A discussão envolvendo a transgenia costuma despertar discussões acaloradas _ com pontos de vista extremos.
_ Há uma dificuldade muito grande de tratar o assunto cientificamente em razão de interesses econômicos _ critica Fábio Dal Soglio, professor da Faculdade de Agronomia da Universidade Federal do Rio Grande do Sul (UFRGS).
O fato é que uma variedade transgênica leva em média de 12 a 15 anos para ser desenvolvida, período em que são realizados testes laboratoriais e aplicados. Em caso de suspeita de risco à saúde ou ao ambiente, as pesquisas são interrompidas logo no início.
Foi o que aconteceu com o feijão rico em metionina, extraída da castanha de caju. Como existe número elevado de pessoas alérgicas à castanha, a presença do gene no feijão seria maléfica.
_ Os transgênicos devem ser tratados caso a caso, tudo depende do gene introduzido. Mas a técnica em si não é problemática, essa é uma discussão ultrapassada _ pondera o professor Luiz Carlos Federizzi, da Faculdade de Agronomia da UFRGS.
Comidas têm substâncias tóxicas?
Substâncias tóxicas, como bactérias, vírus, fungos, protozoários e leveduras, estão naturalmente presentes na comida que chega à mesa do consumidor.
– Os alimentos têm riscos microbiológicos – explica a toxicologista Elizabeth Nascimento, professora da Universidade de São Paulo (USP).
Isso não quer dizer que os alimentos são maléficos, mas que devem ser tomados cuidados para evitar a contaminação. A mandioca, por exemplo, tem cianeto (composto químico tóxico), que não acarreta danos se for cozida. O mesmo ocorre com a batata e a couve-flor, que bem fervidas inibem a ação de substâncias tóxicas. A carne, por sua vez, tem alta concentração de compostos (aminas biogênicas, tiramina e serotonina) que, se ingeridos em altas concentrações, podem aumentar ou diminuir a pressão arterial.
O risco, explica Elizabeth, é a probabilidade de a substância produzir dano sob determinadas condições. Já a segurança refere-se à probabilidade de a substância não produzir dano:
– Claro que não existe risco zero nem segurança absoluta.

TAREFA PROPOSTA - Por favor, continue o texto sobre transgênicos e substâncias tóxicas nos alimentos a partir da última frase apresentada.

MATERIAL FORNECIDO -
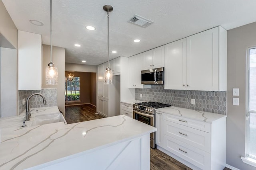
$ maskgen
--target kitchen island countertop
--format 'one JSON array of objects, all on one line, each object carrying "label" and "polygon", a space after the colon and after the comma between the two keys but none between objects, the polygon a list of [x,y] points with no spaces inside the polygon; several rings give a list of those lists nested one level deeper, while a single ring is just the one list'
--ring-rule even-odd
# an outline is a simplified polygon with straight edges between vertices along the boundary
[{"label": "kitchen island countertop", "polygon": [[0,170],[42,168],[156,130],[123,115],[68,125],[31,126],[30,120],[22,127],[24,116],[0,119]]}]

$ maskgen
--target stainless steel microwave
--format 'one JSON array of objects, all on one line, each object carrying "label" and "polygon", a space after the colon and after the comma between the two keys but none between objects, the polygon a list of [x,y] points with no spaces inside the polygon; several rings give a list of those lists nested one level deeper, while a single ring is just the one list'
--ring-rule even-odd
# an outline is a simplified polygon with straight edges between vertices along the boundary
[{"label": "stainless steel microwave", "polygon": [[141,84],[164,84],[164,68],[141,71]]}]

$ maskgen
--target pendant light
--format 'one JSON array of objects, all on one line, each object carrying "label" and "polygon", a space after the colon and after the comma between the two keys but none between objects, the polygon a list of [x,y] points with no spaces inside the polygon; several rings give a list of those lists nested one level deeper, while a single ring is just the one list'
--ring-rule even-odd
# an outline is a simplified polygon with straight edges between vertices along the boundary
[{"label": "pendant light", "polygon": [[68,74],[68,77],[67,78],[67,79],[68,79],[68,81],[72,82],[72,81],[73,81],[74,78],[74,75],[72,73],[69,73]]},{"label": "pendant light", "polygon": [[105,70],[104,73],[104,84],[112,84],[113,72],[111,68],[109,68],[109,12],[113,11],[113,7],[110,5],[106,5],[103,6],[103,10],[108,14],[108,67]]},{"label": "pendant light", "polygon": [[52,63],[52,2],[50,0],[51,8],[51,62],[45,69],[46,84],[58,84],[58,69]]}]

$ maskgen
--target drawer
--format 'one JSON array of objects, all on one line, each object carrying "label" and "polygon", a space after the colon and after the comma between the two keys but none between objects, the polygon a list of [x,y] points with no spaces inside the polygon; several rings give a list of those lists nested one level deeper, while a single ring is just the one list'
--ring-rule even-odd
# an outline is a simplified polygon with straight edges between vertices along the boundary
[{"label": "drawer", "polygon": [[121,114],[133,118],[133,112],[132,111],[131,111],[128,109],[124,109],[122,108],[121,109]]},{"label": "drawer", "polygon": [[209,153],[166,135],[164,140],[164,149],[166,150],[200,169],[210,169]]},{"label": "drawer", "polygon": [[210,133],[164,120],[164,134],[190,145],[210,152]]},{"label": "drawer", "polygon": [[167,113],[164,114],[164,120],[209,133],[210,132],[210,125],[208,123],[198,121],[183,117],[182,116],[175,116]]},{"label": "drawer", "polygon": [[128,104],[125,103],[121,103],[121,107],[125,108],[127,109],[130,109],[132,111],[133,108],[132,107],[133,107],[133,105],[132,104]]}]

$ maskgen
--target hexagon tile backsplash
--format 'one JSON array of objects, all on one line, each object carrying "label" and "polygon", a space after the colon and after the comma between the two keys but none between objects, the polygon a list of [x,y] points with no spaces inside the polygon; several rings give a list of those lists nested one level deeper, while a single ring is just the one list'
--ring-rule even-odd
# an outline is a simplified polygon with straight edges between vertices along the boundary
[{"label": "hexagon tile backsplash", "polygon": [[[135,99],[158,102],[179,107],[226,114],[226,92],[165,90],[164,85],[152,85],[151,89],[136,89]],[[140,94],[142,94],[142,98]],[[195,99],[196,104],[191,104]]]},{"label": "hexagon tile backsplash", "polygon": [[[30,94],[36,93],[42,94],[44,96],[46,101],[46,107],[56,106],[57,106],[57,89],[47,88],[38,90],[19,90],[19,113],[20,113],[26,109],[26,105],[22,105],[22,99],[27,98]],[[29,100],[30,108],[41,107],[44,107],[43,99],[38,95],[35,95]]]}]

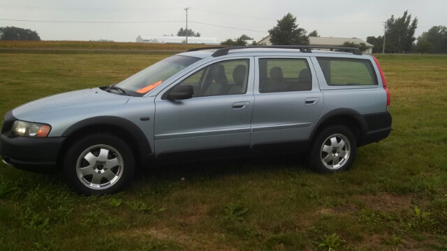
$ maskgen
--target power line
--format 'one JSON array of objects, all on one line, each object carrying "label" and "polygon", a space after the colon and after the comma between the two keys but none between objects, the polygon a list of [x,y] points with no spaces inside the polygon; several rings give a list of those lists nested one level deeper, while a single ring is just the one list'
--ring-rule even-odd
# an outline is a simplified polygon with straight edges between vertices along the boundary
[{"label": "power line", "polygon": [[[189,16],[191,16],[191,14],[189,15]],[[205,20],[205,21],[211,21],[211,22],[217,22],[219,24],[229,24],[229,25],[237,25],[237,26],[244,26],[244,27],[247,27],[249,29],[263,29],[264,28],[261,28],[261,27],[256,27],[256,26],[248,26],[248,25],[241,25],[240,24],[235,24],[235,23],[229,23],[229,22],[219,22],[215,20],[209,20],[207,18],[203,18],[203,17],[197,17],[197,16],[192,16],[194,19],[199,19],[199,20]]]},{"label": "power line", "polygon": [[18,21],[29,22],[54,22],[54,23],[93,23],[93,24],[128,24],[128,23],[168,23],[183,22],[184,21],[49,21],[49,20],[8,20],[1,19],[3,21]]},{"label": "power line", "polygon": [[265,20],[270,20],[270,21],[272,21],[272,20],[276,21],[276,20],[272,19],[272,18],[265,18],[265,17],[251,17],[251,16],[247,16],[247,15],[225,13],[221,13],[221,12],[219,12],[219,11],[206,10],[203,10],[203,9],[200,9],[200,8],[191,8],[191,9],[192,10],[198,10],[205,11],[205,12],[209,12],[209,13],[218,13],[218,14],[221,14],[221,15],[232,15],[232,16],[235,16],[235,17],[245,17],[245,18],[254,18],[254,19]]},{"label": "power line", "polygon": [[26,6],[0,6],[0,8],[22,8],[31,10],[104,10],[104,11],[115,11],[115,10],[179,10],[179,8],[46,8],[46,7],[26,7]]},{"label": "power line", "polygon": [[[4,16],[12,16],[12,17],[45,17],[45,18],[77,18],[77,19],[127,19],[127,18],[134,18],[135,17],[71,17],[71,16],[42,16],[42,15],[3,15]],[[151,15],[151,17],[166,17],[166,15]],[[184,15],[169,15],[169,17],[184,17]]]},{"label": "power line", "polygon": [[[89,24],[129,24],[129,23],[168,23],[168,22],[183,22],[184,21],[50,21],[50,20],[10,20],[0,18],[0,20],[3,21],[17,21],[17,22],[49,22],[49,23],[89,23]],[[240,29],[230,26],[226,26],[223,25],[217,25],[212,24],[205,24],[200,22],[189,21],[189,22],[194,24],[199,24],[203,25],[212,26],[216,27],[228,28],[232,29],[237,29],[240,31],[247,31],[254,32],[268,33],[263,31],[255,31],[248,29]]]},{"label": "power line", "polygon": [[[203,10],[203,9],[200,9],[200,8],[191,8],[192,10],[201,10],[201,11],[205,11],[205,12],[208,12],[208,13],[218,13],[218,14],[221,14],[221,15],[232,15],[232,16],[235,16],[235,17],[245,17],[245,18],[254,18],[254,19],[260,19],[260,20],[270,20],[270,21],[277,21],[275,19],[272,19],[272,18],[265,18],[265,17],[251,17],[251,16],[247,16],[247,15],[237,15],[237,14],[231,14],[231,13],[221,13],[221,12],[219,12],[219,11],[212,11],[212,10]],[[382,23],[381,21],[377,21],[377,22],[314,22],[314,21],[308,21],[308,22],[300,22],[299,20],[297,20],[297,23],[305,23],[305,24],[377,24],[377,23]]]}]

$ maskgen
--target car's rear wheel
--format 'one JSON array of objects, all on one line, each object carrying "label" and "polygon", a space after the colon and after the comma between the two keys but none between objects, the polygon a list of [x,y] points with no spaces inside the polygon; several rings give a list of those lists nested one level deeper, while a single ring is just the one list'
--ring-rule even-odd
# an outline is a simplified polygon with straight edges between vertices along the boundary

RESULTADO DO EXERCÍCIO -
O grande problema, alerta a professora, está associado aos contaminantes, como metais e resíduos de medicamentos veterinários e de praguicidas. Esses compostos têm limites máximos estabelecidos pelas agências reguladores nacionais, como a Agência Nacional de Vigilância Sanitária (Anvisa) ou órgãos internacionais.
O importante é que os contaminantes nos alimentos sejam analisados e que estejam de acordo com o preconizado por estes órgãos.
– A dose faz o veneno. O que mata não é um pouco disso, um pouco daquilo, mas a exposição crônica – resume.
Brasil é líder no consumo de agrotóxicos?
O título brasileiro de maior consumidor mundial de agrotóxicos tem duas faces. O país, com dimensão continental, é o primeiro do ranking no volume total utilizado. Mas, quando os números são analisados pela proporção de área cultivada, o Brasil cai para a sétima posição _ atrás do Japão, Coreia, Alemanha, França, Itália e Grã Bretanha.
O Japão, por exemplo, campeão em longevidade e qualidade de vida, utiliza oito vezes mais defensivos agrícolas por hectare.
_ A imagem do uso de agrotóxicos no Brasil é desconectada com a realidade _ diz Caio Carbonari, professor da Universidade Estadual Paulista (Unesp).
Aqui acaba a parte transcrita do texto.